How many lines of the material below contain the string "wrist", matching case exactly? Reply with the number alone.

-- Start of Information shown --

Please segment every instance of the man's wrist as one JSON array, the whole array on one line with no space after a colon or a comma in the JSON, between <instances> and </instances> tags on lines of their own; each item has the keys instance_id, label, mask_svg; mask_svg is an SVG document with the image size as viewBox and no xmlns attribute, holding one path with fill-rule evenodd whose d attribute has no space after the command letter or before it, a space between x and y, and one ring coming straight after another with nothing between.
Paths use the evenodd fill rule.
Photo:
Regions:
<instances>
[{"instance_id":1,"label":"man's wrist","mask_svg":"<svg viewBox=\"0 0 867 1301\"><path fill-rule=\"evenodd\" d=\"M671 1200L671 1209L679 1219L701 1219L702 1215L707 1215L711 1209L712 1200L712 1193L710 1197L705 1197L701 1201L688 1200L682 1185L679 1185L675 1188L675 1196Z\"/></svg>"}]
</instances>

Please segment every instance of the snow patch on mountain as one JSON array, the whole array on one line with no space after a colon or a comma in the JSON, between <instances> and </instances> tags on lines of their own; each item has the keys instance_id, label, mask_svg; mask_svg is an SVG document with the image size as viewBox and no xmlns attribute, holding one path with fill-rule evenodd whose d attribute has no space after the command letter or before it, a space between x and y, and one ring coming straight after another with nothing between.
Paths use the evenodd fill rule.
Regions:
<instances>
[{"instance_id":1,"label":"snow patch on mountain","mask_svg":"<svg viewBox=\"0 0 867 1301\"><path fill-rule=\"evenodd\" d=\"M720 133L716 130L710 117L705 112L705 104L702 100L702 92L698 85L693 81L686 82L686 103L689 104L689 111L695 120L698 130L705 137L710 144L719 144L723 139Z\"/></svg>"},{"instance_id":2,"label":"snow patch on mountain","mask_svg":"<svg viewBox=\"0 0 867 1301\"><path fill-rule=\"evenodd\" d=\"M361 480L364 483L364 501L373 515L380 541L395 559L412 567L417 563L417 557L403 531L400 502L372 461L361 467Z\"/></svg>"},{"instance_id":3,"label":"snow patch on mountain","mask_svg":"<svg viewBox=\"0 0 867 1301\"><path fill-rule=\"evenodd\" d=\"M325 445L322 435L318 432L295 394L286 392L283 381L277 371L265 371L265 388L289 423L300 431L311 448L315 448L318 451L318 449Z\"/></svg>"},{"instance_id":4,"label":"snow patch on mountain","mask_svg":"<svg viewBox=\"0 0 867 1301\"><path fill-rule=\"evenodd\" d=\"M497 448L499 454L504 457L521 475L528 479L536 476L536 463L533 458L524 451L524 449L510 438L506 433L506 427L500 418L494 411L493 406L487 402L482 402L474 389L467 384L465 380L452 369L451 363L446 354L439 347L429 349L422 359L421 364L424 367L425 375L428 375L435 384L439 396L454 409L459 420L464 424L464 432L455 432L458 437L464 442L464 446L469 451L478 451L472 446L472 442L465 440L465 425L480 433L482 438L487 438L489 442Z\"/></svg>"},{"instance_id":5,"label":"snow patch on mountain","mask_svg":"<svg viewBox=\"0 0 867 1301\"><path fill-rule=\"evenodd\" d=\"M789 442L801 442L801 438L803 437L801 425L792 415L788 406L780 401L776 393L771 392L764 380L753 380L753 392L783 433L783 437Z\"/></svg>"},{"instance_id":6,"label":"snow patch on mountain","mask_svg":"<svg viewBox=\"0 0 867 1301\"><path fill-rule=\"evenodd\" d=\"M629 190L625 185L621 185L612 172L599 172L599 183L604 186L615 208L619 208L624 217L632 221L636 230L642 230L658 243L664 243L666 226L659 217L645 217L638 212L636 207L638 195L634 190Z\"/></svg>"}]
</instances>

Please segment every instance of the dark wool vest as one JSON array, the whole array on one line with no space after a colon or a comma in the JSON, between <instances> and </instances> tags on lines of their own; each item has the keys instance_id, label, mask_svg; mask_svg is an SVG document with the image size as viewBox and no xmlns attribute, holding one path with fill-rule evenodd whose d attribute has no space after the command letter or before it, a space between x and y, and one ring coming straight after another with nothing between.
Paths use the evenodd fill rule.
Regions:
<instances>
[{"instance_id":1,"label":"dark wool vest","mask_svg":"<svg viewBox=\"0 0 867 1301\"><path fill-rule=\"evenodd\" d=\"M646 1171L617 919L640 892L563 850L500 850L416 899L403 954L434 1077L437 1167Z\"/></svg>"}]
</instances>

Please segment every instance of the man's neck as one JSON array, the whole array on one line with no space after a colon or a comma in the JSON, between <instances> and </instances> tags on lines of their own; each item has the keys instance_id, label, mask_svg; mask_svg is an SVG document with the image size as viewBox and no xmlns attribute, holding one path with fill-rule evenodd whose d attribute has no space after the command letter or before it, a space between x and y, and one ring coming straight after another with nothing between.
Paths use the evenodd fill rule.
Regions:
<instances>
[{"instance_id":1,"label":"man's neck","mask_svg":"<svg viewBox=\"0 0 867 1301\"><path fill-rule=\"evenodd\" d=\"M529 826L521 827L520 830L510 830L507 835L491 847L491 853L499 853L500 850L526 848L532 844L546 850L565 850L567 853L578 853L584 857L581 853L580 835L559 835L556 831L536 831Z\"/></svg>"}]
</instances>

-- End of Information shown --

— Full answer —
2